Challenge -
Extract every line in the items below that contains the string "rice". Case counts.

Dataset -
⁂
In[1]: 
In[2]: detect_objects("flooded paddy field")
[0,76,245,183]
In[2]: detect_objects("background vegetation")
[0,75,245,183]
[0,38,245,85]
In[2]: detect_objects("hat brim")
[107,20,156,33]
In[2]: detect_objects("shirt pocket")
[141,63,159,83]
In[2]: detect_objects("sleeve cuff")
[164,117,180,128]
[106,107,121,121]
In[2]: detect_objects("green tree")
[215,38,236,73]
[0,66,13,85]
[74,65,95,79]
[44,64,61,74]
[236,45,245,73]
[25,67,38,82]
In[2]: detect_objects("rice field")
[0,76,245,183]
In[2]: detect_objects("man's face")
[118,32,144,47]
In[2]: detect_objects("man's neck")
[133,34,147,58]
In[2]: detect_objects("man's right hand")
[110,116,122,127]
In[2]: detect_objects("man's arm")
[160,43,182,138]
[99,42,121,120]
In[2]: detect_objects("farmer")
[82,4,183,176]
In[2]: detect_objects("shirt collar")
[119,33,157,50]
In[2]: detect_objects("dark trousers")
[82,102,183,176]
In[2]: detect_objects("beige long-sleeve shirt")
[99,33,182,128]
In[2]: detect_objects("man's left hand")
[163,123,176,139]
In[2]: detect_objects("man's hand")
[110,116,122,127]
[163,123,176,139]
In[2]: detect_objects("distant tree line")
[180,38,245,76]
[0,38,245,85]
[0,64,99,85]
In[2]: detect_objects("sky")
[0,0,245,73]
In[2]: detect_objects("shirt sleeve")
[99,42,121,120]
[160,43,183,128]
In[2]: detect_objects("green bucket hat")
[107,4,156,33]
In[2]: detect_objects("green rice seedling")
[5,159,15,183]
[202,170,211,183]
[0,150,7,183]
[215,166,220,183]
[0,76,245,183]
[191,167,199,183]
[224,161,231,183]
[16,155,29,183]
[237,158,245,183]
⁂
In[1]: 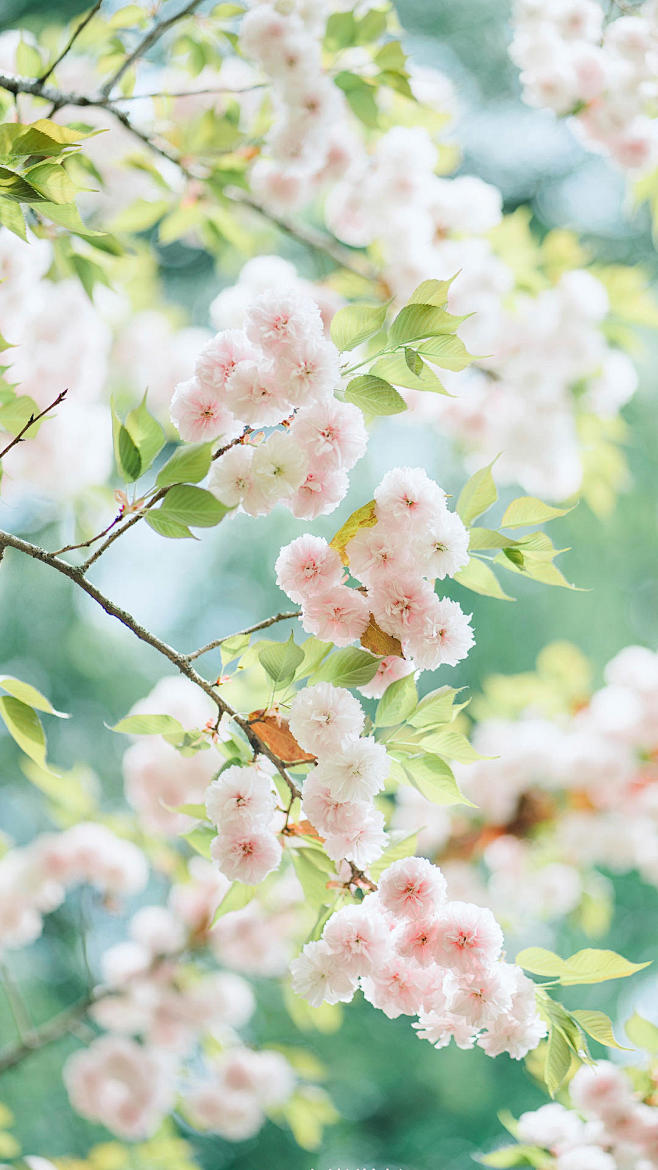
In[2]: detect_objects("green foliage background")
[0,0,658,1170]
⁂
Task solution -
In[2]: detect_objects("rice field")
In[2]: detect_objects("green rice seedling")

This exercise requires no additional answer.